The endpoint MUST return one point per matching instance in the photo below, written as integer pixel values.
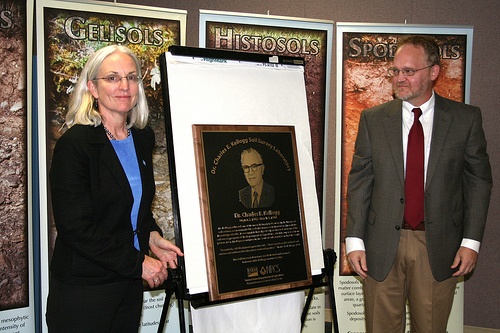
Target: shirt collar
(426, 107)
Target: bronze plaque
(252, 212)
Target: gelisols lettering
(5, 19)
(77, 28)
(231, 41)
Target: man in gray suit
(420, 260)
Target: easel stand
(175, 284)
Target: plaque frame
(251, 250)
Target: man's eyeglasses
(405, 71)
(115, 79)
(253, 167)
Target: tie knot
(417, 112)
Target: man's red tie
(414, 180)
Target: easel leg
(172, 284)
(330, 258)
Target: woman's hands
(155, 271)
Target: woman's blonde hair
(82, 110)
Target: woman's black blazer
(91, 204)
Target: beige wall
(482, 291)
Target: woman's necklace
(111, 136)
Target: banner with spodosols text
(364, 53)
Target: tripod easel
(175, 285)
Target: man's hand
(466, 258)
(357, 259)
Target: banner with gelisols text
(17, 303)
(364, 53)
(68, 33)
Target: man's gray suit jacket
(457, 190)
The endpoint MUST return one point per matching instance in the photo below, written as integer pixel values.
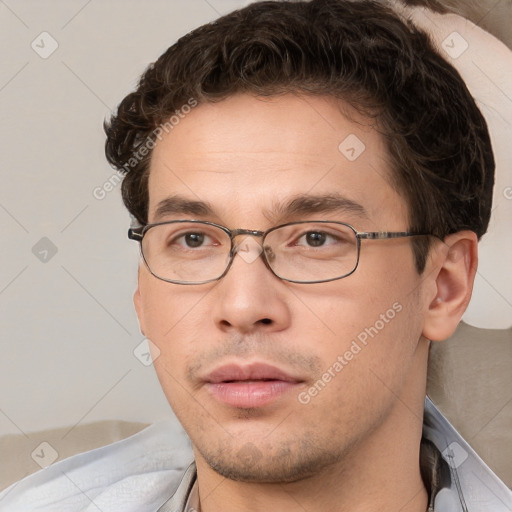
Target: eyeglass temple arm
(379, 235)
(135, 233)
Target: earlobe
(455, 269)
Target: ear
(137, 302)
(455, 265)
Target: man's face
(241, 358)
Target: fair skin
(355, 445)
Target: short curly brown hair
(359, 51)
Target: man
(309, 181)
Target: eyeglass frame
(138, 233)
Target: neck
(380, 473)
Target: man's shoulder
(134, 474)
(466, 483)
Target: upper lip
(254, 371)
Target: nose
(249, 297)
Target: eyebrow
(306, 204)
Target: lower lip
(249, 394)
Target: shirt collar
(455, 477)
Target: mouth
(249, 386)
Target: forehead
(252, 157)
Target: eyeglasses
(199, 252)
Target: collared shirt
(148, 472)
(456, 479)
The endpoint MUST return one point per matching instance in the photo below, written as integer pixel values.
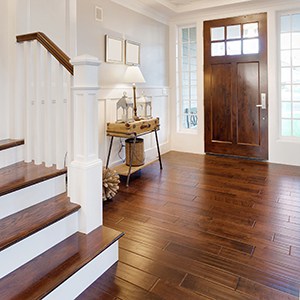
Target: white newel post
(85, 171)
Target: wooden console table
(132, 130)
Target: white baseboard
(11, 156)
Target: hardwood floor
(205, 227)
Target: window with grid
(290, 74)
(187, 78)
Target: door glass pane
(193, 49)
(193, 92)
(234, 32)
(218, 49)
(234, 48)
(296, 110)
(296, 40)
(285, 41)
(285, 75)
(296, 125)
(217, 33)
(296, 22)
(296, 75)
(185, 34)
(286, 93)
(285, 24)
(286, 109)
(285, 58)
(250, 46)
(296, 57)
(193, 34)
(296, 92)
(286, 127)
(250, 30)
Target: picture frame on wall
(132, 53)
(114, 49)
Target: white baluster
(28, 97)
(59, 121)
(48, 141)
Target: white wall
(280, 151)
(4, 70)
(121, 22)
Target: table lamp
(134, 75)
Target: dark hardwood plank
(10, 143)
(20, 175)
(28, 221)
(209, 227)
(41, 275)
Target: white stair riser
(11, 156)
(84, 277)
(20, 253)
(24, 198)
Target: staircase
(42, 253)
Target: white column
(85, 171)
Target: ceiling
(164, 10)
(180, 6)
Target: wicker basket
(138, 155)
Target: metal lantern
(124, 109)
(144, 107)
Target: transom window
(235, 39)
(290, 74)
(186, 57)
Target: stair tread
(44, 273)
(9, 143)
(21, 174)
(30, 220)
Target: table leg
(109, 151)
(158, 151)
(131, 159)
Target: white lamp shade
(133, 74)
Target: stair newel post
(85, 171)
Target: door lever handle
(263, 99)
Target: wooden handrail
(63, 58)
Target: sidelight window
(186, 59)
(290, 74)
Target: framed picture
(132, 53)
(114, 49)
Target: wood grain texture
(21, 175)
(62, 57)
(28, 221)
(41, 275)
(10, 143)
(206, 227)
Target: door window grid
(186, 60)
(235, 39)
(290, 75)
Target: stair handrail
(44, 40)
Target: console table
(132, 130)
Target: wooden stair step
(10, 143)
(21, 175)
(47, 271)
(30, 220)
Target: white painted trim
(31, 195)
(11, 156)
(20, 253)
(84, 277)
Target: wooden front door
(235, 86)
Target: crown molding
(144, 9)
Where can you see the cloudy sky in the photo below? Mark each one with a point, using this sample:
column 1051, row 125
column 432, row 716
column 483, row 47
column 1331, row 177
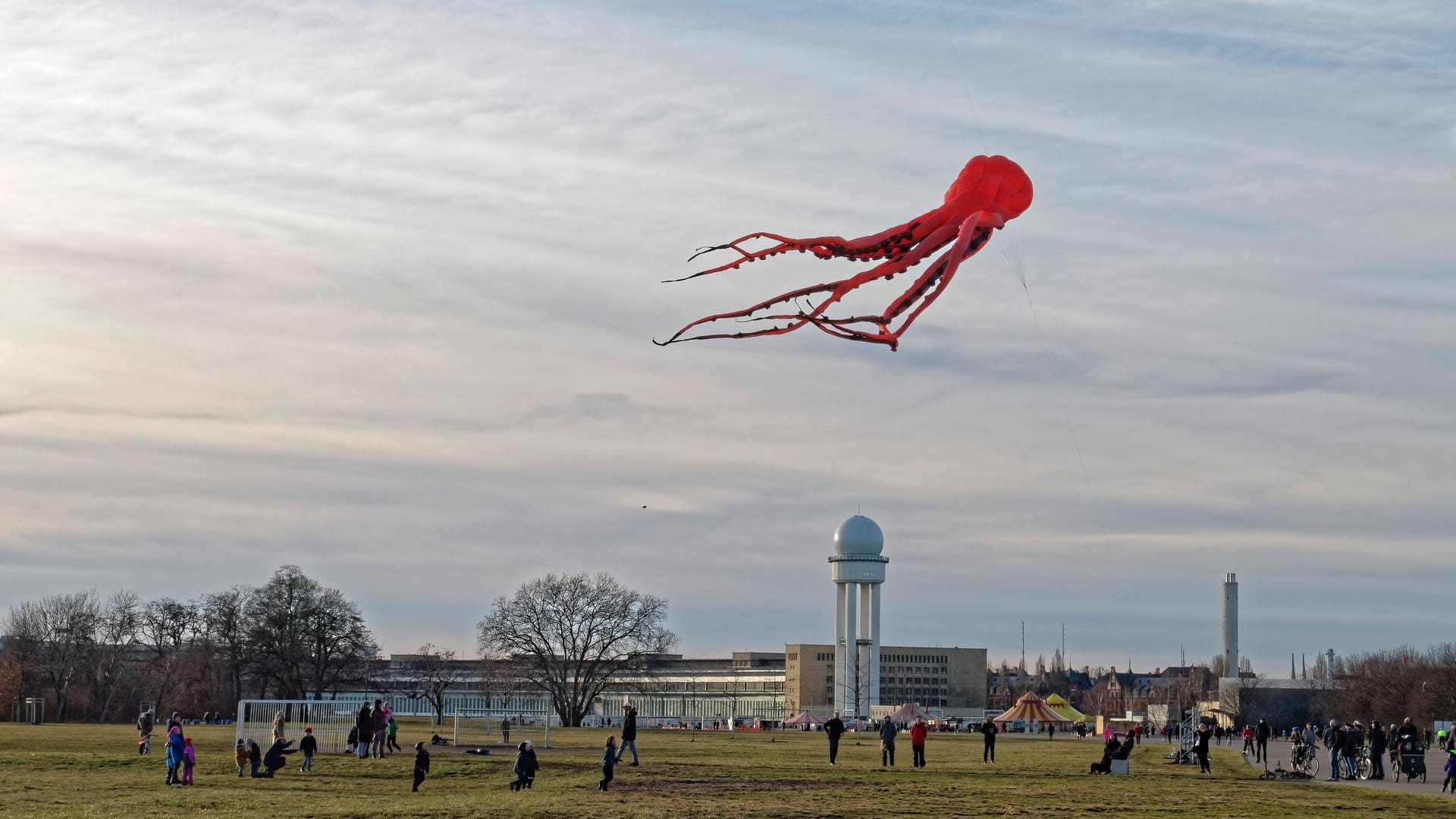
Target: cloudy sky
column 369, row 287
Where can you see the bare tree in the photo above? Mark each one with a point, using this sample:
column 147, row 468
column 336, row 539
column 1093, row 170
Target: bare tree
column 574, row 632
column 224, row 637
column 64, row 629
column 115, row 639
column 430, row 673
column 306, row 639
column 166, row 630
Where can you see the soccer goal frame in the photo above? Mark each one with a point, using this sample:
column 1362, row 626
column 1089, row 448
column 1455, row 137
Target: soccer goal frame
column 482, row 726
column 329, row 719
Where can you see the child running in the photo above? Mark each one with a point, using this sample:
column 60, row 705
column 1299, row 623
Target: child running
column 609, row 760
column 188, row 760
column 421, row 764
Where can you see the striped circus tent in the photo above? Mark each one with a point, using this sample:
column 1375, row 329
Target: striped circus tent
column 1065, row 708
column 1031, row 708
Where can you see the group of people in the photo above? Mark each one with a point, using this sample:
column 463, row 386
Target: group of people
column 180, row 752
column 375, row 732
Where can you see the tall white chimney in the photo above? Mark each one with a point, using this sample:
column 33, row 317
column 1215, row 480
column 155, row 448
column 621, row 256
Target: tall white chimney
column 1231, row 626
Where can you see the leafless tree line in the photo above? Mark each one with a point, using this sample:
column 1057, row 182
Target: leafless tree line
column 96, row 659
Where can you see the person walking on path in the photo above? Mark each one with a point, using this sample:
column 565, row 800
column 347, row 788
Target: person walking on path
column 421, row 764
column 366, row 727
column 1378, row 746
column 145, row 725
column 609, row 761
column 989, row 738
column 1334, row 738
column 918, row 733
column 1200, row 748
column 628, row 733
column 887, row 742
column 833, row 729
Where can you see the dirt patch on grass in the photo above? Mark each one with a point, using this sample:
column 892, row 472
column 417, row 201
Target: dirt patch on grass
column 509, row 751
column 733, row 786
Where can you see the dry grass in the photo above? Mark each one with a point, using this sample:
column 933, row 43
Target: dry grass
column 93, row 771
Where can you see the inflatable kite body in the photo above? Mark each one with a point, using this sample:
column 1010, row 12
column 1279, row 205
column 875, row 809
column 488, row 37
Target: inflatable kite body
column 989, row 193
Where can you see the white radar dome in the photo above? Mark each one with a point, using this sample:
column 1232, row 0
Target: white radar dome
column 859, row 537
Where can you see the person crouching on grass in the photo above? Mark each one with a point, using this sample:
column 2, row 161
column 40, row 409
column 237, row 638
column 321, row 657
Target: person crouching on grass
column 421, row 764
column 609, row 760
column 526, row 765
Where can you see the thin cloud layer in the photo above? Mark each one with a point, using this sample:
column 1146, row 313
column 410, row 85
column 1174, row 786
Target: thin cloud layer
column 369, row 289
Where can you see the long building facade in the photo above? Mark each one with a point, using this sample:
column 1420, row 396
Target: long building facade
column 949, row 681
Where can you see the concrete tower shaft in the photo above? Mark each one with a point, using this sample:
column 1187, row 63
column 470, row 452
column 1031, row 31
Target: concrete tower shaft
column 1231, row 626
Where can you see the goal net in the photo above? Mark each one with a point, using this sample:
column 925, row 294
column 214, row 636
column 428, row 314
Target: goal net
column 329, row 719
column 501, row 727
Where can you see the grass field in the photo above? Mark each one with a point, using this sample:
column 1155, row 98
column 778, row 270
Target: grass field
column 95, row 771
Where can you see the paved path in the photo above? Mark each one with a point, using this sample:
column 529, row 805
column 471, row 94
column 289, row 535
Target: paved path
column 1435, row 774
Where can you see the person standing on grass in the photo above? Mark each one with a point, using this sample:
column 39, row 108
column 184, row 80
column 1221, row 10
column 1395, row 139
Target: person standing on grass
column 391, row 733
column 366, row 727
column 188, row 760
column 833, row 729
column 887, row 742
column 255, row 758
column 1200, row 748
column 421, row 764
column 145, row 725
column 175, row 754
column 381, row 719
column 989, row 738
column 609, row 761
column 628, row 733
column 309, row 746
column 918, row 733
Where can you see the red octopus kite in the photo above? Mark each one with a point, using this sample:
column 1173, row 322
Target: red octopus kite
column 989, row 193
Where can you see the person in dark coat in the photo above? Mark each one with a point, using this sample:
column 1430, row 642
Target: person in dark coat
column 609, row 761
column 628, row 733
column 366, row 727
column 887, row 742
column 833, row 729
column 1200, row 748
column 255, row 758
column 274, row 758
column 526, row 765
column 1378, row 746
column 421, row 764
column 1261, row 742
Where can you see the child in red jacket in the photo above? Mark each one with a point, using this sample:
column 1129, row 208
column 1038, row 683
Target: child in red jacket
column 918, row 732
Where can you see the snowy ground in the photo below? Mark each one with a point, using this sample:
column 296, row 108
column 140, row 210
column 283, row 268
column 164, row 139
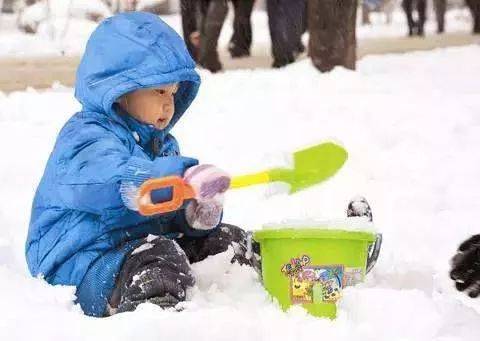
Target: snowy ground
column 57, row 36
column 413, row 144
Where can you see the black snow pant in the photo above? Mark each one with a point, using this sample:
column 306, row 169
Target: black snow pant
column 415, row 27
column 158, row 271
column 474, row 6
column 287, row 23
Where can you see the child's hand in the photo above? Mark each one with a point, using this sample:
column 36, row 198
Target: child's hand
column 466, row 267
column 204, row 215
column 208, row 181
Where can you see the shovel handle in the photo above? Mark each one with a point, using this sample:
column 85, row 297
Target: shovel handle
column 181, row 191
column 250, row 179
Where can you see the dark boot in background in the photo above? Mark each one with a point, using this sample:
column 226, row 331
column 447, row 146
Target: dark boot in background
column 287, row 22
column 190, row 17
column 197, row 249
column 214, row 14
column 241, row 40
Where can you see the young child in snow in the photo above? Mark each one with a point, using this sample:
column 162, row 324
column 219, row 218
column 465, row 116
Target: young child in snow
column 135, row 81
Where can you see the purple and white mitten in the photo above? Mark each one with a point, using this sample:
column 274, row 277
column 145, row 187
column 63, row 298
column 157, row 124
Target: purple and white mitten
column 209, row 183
========
- _Try it_: Word for word, return the lines from the one holding "column 157, row 124" through the end of the entries above.

- _Response to the task_:
column 157, row 124
Target: purple and white mitten
column 209, row 183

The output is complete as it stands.